═══ Recorded information

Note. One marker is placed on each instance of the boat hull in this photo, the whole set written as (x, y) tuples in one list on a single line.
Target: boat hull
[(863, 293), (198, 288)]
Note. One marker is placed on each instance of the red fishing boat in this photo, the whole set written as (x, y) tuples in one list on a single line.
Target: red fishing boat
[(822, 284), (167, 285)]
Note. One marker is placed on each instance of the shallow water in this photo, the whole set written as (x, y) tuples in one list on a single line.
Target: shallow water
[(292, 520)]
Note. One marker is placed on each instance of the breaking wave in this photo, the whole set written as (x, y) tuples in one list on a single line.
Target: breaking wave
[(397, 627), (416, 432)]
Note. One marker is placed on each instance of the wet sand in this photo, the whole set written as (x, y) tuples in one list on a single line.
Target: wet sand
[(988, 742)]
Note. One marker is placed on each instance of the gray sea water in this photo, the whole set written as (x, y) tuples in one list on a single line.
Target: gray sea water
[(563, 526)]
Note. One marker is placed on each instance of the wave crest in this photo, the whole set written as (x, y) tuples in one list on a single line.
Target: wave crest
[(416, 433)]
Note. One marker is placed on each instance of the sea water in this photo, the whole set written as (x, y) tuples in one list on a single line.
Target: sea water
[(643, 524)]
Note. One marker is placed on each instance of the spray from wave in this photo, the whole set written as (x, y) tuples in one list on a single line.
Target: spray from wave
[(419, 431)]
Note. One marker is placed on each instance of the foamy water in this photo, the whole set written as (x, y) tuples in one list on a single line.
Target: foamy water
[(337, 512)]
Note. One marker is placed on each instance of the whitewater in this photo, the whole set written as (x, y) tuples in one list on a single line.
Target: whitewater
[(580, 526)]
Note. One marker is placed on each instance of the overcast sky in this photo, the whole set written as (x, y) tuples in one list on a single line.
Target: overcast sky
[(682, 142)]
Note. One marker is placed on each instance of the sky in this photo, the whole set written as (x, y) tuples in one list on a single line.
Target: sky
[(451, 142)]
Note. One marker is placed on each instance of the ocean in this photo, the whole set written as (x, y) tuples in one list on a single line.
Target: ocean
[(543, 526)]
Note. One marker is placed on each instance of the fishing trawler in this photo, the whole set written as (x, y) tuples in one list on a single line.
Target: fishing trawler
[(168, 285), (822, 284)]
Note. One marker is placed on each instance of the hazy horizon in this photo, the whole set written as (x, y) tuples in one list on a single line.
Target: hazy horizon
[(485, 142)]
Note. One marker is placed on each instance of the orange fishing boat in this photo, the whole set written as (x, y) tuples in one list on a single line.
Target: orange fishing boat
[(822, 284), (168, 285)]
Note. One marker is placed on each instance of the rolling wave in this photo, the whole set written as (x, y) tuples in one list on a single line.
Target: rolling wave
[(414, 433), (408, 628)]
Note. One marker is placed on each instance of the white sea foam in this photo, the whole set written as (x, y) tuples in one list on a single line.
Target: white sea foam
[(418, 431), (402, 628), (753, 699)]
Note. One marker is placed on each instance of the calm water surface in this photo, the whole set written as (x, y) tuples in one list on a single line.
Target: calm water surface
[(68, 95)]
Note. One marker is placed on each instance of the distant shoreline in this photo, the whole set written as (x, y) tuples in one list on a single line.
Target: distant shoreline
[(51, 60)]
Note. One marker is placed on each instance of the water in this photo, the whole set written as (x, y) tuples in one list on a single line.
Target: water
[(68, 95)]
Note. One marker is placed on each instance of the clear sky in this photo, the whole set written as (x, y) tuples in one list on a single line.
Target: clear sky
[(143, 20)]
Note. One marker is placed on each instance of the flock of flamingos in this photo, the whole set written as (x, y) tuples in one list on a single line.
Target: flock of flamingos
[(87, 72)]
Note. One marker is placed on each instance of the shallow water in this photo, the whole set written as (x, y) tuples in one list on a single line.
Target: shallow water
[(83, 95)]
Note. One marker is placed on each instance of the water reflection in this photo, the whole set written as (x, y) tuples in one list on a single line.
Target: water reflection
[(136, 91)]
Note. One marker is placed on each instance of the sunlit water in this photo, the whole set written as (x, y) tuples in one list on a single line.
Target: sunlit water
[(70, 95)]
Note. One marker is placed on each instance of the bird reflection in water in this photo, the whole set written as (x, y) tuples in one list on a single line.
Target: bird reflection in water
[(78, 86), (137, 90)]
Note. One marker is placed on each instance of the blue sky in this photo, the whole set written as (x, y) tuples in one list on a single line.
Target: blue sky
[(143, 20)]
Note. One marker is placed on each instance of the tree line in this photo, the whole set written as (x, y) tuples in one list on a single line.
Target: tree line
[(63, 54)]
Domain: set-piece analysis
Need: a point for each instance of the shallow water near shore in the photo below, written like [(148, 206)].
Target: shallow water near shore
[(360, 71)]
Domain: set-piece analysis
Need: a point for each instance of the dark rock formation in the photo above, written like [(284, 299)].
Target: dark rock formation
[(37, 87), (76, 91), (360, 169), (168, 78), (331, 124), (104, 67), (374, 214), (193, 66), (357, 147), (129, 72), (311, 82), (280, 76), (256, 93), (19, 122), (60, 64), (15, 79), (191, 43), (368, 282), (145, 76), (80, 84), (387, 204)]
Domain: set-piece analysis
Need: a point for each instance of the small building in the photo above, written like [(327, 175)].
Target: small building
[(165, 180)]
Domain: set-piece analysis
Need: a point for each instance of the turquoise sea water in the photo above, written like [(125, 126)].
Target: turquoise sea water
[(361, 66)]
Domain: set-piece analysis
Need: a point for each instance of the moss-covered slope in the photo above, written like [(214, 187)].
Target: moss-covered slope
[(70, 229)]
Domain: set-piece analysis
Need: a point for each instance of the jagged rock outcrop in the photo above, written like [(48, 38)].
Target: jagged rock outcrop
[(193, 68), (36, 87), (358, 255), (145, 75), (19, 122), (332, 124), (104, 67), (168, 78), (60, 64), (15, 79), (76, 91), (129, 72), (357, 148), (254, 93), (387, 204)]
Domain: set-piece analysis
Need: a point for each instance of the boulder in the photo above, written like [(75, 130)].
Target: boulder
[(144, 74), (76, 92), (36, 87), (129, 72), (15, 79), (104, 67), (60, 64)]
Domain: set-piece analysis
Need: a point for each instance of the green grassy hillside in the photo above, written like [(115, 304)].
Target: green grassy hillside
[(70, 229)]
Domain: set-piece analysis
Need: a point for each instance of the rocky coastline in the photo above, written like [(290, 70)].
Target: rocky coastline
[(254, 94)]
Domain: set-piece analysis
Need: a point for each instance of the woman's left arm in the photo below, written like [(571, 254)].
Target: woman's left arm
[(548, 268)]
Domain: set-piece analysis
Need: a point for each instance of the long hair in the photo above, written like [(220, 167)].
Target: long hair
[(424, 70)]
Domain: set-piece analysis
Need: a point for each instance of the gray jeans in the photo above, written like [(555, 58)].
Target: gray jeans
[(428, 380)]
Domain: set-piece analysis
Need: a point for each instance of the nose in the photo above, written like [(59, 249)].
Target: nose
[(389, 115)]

══════

Task instructions → Everything from the line with "Target: green grassy hillside" to the last line of the data is what to return, word for word; leave out the rest.

Output of the exercise →
Target: green grassy hillside
[(70, 229)]
Domain: set-piece analysis
Need: a point for each instance of the rocky coastline in the photo above, written like [(290, 70)].
Target: rocky coastline
[(254, 94)]
Domain: set-piece analysis
Need: a point for each instance of the woman's left arm in the photo below, written like [(571, 254)].
Target: woman's left arm
[(548, 268)]
Domain: set-piece analysis
Need: a point for each instance of the long hair in the photo above, written like [(220, 167)].
Target: long hair
[(424, 70)]
Domain: set-piece analysis
Need: a point for each instance of the gray jeans in the photo above, written like [(555, 58)].
Target: gray jeans
[(428, 380)]
Domain: set-piece analysis
Need: a point for each instance of the nose in the photo above, written like [(59, 249)].
Target: nose
[(389, 115)]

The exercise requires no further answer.